Assignment:
Repeat every line that appears below, with nothing altered.

START Dataset records

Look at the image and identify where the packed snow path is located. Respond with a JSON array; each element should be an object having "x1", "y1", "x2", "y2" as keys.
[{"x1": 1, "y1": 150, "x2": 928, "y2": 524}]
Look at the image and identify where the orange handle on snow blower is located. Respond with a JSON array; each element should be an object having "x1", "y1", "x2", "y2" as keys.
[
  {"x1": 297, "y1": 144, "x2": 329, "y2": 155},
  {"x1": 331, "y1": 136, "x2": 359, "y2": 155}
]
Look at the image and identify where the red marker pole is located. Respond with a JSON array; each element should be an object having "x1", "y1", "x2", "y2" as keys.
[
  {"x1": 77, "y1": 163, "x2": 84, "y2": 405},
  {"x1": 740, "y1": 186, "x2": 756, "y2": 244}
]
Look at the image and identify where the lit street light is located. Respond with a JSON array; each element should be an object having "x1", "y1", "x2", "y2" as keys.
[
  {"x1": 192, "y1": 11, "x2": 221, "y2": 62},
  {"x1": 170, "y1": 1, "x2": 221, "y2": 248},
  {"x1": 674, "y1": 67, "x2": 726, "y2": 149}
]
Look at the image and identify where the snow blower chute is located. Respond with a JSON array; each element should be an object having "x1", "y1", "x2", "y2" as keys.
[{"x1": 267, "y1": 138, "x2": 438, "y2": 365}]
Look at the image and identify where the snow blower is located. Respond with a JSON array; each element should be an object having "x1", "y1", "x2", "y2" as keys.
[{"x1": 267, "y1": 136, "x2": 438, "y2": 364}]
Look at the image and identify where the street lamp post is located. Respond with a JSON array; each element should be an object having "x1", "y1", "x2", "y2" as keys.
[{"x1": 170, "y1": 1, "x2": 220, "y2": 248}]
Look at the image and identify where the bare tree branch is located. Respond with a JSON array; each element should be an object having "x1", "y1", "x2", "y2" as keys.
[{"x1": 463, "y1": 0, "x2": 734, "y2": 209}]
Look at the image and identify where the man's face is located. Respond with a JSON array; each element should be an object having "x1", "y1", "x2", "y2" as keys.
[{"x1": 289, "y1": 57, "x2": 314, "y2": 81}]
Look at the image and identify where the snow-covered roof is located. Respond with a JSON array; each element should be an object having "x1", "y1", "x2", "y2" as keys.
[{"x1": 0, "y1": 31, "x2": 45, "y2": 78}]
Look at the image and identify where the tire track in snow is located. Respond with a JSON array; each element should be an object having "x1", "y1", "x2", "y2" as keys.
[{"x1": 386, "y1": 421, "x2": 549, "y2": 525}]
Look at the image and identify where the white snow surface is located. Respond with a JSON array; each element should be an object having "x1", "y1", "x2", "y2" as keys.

END Dataset records

Response area:
Look at the image and identify where the packed snow path is located. Respond with a JSON array; each element should be an object having "x1", "y1", "x2", "y2" as keys.
[{"x1": 1, "y1": 150, "x2": 928, "y2": 524}]
Look at the image and identify where the orange handle on snow blower is located. Respond with a JSON array; each element should be an object having "x1", "y1", "x2", "y2" as keys.
[
  {"x1": 297, "y1": 144, "x2": 329, "y2": 155},
  {"x1": 331, "y1": 136, "x2": 359, "y2": 155}
]
Look at the image and identify where the red marker pole is located. Respond with a JSON array; each element should be an object having "x1", "y1", "x2", "y2" as keys.
[
  {"x1": 77, "y1": 163, "x2": 84, "y2": 405},
  {"x1": 740, "y1": 186, "x2": 756, "y2": 244}
]
Look at the image and identify where the lit street light is located. Respond with a JSON array; each element should be an object having "x1", "y1", "x2", "y2" as keys.
[
  {"x1": 192, "y1": 11, "x2": 221, "y2": 62},
  {"x1": 170, "y1": 1, "x2": 221, "y2": 248},
  {"x1": 674, "y1": 67, "x2": 726, "y2": 149}
]
Look at the image and identify where the snow blower chute is located. Respond with a JSON array; each element should be an object having "x1", "y1", "x2", "y2" as keys.
[{"x1": 267, "y1": 138, "x2": 438, "y2": 365}]
Look at the image and identify where the snow blower is located. Respond with a JSON array; each element should be an object having "x1", "y1", "x2", "y2" as keys.
[{"x1": 267, "y1": 136, "x2": 438, "y2": 364}]
Look at the image and identify where the street lamp post is located. Respond with a JSON array; each element should be an object having "x1", "y1", "x2", "y2" as keys.
[{"x1": 170, "y1": 1, "x2": 220, "y2": 248}]
Look at the image and identify where the bare tree branch is located. Respond with a JSON array; each element should be an object having "x1", "y1", "x2", "y2" as keys.
[{"x1": 463, "y1": 0, "x2": 734, "y2": 209}]
Look at the image and identify where the man's face is located. Respond with a JSON array; each element should be an object having "x1", "y1", "x2", "y2" as keys.
[{"x1": 289, "y1": 57, "x2": 314, "y2": 81}]
Look at the image and identify where the snow-covered roof is located. Respond with a JSON array; each element should be an object having "x1", "y1", "x2", "y2" as keys.
[{"x1": 0, "y1": 31, "x2": 45, "y2": 78}]
Look at the image and identify where the tire track in snow is located. Respond with a JSON array; each element should be an object having "x1", "y1", "x2", "y2" as keys.
[{"x1": 386, "y1": 421, "x2": 549, "y2": 525}]
Look at the image and identify where the white snow surface is located. Respond with a JSON array; each element should be an object having "x1", "y1", "x2", "y2" as keys.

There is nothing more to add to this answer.